● Required work:
A) In the patent abstract on intelligent agents for air combat, why is the agent described as tactical?
B) Resume the patent abstract on intelligent agents for air combat right after its last sentence.

C703S002000, C703S020000, C706S031000, C706S061000

Reexamination Certificate

active

06360193

ABSTRACT:

FIELD OF THE INVENTION
The present invention relates to a novel method and system that uses intelligent agent for decision making, for example, during tactical aerial defensive warfare, or other real-time decision making processes.
PRIOR ART
Presently, intelligent agent functions are available in different areas, mostly related to desktop/office system functionality—e.g., automatic spelling correctors, automatic email address selectors, etc.—Presently, there is no tactical intelligent agent for decision making in the area of air combat. Further, the intelligent agents that are present in other areas do not collaborate among themselves either in a homogeneous (i.e., among intelligent agents of the same type) or heterogeneous (i.e., among intelligent agents of different types operating in a common problem space) environment.
Further, the intelligent agents that are present in other areas do not collaborate with human users. Existing intelligent agents either act in an isolated fashion, or get directions from the user and follow these directions. Such intelligent agents collect and process information from the “environment” and report back to the user. None of the existing intelligent agents accept real-time corrections to the “environment” (as it perceives it) from the user (either in delayed or in real-time fashion).
In addition, no intelligent agent today takes into consideration such factors as mental and physical state of a human user, including user degree of fatigue, stress, etc.
SUMMARY OF THE INVENTION
In the described AWACS Trainer Software (ATS), which is one exemplary application of the present invention, there is a tactical intelligent agent for decision making in the area of air combat. Other situations may also be used with the present invention as described below in more detail. The agent is tactical because it considers not only immediate certainties and near certainties (e.g., if a hostile fighter is not shot at it will shoot at us) but also longer-term possibilities (e.g., if the bulk of our fighters are committed early, they may not be available should an enemy strike force appear in the future). The agent is intelligent because it exhibits autonomous behavior and engages in human-like decision process. The agent assists in decision making in the area of air combat because the agent gives explicit advice to human AWACS Weapons Directors (WD) whose job it is to coordinate air combat. The agent is also capable of making independent decisions in the area of air combat, replacing a human WD.

● Excerpted records:
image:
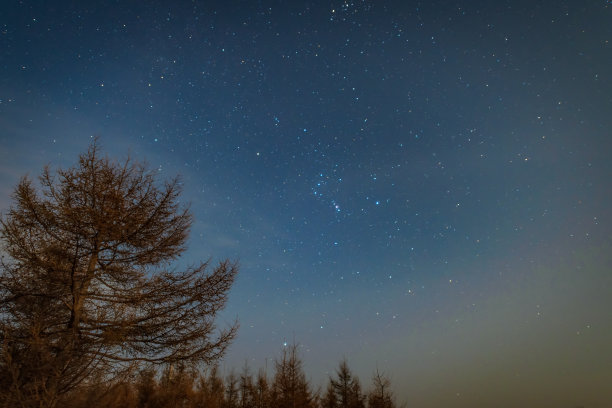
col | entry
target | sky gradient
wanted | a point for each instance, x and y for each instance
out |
(422, 187)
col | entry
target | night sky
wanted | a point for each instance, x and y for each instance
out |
(422, 187)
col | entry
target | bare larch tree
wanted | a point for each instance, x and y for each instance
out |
(87, 286)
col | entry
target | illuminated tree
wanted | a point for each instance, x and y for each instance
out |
(86, 284)
(347, 388)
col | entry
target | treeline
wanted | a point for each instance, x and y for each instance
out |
(288, 387)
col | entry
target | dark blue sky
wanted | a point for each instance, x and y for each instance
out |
(422, 187)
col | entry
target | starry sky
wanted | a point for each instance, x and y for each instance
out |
(422, 187)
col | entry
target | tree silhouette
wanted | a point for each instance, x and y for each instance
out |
(290, 388)
(380, 396)
(86, 286)
(347, 388)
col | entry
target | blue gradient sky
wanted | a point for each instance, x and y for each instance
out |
(422, 187)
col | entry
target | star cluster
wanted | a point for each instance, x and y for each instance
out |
(420, 186)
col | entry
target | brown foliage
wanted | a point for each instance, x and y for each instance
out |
(85, 287)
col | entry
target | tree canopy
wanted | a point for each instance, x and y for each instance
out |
(87, 286)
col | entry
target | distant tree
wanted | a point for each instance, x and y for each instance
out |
(85, 284)
(290, 388)
(211, 390)
(232, 391)
(347, 388)
(329, 399)
(247, 388)
(380, 396)
(261, 398)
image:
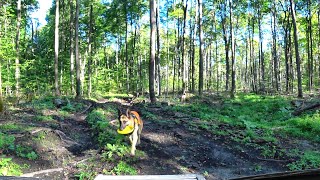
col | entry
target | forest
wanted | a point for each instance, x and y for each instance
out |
(226, 88)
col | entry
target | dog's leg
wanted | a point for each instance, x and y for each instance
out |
(134, 141)
(139, 134)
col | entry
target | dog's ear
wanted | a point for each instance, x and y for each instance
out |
(128, 112)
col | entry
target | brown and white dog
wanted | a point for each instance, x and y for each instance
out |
(131, 118)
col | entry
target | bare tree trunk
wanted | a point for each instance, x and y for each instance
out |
(152, 5)
(17, 61)
(200, 50)
(184, 68)
(90, 51)
(296, 48)
(226, 45)
(194, 50)
(274, 45)
(233, 68)
(310, 44)
(71, 47)
(56, 51)
(158, 68)
(261, 57)
(78, 82)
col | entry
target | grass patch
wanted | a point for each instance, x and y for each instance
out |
(309, 160)
(9, 168)
(115, 148)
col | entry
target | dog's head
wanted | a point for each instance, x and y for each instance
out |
(125, 119)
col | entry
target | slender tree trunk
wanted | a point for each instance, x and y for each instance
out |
(90, 51)
(296, 48)
(233, 68)
(17, 61)
(261, 57)
(319, 40)
(126, 44)
(310, 49)
(194, 50)
(184, 64)
(201, 53)
(71, 28)
(78, 81)
(152, 4)
(226, 46)
(56, 51)
(158, 68)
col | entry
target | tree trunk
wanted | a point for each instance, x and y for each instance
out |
(78, 81)
(310, 49)
(56, 51)
(200, 49)
(158, 68)
(194, 50)
(296, 48)
(90, 51)
(226, 47)
(71, 28)
(261, 57)
(152, 4)
(17, 61)
(184, 68)
(233, 68)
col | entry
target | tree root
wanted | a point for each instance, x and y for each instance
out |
(42, 172)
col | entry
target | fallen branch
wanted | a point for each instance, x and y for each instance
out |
(272, 160)
(65, 138)
(42, 172)
(82, 112)
(306, 108)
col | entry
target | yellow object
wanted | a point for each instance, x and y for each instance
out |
(126, 130)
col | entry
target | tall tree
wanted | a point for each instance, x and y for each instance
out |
(56, 51)
(71, 37)
(201, 53)
(233, 66)
(90, 51)
(295, 31)
(78, 81)
(17, 73)
(152, 5)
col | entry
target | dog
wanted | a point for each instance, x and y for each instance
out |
(131, 118)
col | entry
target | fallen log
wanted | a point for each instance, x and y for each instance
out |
(306, 108)
(313, 174)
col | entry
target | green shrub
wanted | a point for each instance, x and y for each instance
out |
(9, 168)
(26, 152)
(309, 160)
(6, 141)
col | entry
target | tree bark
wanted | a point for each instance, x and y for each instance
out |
(233, 68)
(71, 29)
(158, 68)
(90, 51)
(78, 81)
(56, 51)
(200, 49)
(17, 61)
(300, 94)
(152, 5)
(184, 64)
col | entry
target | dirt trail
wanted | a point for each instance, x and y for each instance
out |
(172, 148)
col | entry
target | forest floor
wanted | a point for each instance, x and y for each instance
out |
(172, 142)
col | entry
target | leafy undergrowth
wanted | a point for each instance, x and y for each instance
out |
(115, 158)
(265, 123)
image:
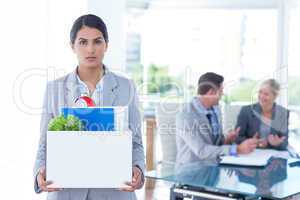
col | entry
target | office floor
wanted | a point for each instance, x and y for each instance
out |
(154, 190)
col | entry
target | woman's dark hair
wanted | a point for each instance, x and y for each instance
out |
(209, 81)
(91, 21)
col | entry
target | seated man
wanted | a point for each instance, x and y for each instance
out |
(199, 128)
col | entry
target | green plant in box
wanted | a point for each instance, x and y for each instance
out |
(60, 123)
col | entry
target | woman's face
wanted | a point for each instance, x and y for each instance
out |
(266, 97)
(90, 47)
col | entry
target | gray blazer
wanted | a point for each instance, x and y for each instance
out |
(249, 120)
(194, 139)
(117, 91)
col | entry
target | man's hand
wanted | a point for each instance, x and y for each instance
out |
(275, 140)
(262, 143)
(137, 181)
(43, 184)
(232, 135)
(248, 145)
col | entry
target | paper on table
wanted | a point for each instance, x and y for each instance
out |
(258, 157)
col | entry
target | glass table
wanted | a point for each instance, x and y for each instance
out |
(280, 179)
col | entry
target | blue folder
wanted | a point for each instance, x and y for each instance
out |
(93, 119)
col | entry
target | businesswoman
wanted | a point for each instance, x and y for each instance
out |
(265, 119)
(89, 41)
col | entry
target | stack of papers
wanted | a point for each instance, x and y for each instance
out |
(258, 157)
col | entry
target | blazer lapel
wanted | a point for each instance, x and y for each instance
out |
(72, 89)
(109, 89)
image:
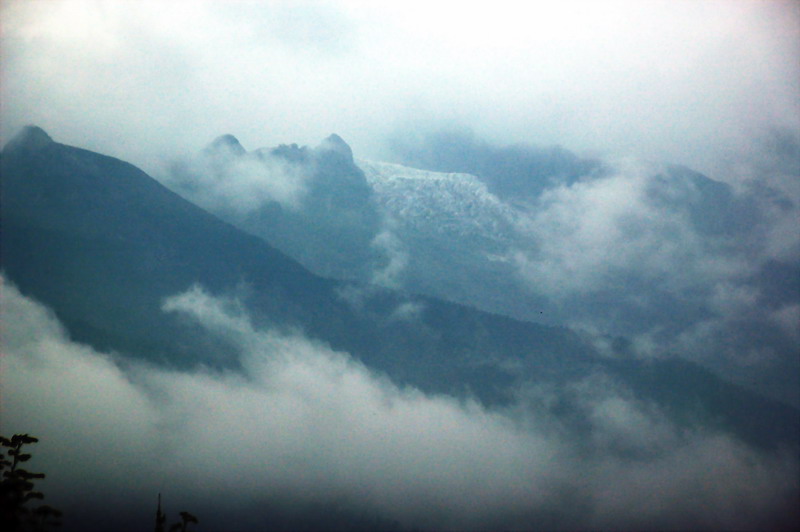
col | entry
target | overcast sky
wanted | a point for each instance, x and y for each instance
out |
(690, 82)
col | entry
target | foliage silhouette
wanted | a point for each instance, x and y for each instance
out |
(161, 518)
(16, 489)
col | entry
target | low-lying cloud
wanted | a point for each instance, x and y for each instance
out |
(305, 426)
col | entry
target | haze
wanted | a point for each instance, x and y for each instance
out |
(689, 82)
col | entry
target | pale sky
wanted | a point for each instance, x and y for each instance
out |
(689, 82)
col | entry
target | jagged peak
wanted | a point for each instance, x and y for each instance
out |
(336, 144)
(29, 138)
(228, 143)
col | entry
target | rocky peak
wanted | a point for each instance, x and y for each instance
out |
(335, 144)
(30, 138)
(226, 143)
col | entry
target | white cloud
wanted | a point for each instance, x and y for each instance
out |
(685, 81)
(304, 423)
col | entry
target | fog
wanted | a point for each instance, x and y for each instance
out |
(687, 82)
(306, 426)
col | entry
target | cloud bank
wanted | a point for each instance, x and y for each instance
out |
(307, 427)
(687, 82)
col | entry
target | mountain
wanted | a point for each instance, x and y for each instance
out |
(302, 200)
(103, 244)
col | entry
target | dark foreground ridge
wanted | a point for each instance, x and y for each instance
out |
(103, 244)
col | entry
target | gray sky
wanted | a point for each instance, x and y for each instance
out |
(690, 82)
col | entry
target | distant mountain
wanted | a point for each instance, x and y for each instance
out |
(103, 244)
(313, 204)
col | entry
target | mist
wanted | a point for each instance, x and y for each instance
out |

● The results:
A) It considers not only immediate certainties and near certainties but also longer-term possibilities.

B)
The described ATS employs groups of collaborating intelligent agents for decision making. The agents are collaborating because not every agent has all the information regarding the problem at hand, and because global decisions are made that affect all agents and humans, on the basis of agents exchanging, debating and discussing information, and then making overall decisions. Thus for instance, agents assisting individual WDs exchange threat information and then coordinate their recommendations, such as what fighters to commit to what enemy assets, without resource collisions. That is, an agent A will not recommend to its WD A to borrow a fighter pair P from another WD (WD B) while WD B's agent (agent B) recommends to WD B to use the same fighter pair P to target another threat.
The described ATS supports collaboration among (a heterogeneous set of) intelligent agents and a combination of (a heterogeneous set of) intelligent agents and humans. The set of agents is heterogeneous because it includes role-playing agents (e.g., an agent that plays a WD) and adviser agents (e.g., an agent that recommends a particular fighter allocation to a WD) (as well as other agents). The set of humans is heterogeneous because it includes WDs and Senior WDs (different roles, a.k.a. SDs). Agents and humans collaborate because agents and humans jointly perform air combat tasks.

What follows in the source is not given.